◆ CONSEGNE
A. Trascrivi alla lettera il tratto della discussione su Tony Kroos che va da "Se lo prendono" fino a "Cl è andata....".
B. Nella discussione su Tony Kroos, fino a quale anno durerebbe il contratto del centrocampista?

◆ TESTO ESTRATTO

# Tony Kroos ad un passo dal Real



## Andreas89 (3 Luglio 2014)

Secondo il quotidiano madrileno* Marca* sarebbe fatta per il passaggio di *Tony Kroos* dal *Bayern *al *Real*. La cifra concordata per il trasferimento del bavarese, ufficiale dopo i mondiali, dovrebbe essere pari a *25 mln di euro*. Per il centrocampista teutonica contratto fino al *2019.*

Prima pagina *Marca*:


----------



## Ciachi (3 Luglio 2014)

Altro grande acquisto!!


----------



## MaggieCloun (3 Luglio 2014)

Se lo prendono fanno un grande acquisto.


----------



## pisolo22 (3 Luglio 2014)

Che giocatore grande metronomo davanti alla difesa e all'occorrenza può fare il trequartista.... e poi solo per 25 milioni... ora se il Real vende Kedira nn sò per almeno 20 mln di euro e anche Di Maria a non meno di 40 -50 milioni e prendono o Falcao o Rodríguez anche l'anno prossimo la Cl è andata....


----------



## Splendidi Incisivi (3 Luglio 2014)

25 milioni di euro? A questo punto invece di spenderli per Iturbe mi compro Kroos! Anzi, arrivo pure a 30 se c'è bisogno.


----------



## Andreas89 (3 Luglio 2014)

Splendidi Incisivi ha scritto:


> 25 milioni di euro? A questo punto invece di spenderli per Iturbe mi compro Kroos! Anzi, arrivo pure a 30 se c'è bisogno.

◆ DATI ARCHIVIATI
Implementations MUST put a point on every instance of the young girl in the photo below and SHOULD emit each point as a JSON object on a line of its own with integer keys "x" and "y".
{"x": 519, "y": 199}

◆ LE SOLUZIONI
A.
Se lo prendono fanno un grande acquisto.


----------



## pisolo22 (3 Luglio 2014)

Che giocatore grande metronomo davanti alla difesa e all'occorrenza può fare il trequartista.... e poi solo per 25 milioni... ora se il Real vende Kedira nn sò per almeno 20 mln di euro e anche Di Maria a non meno di 40 -50 milioni e prendono o Falcao o Rodríguez anche l'anno prossimo la Cl è andata....

B. Fino al 2019.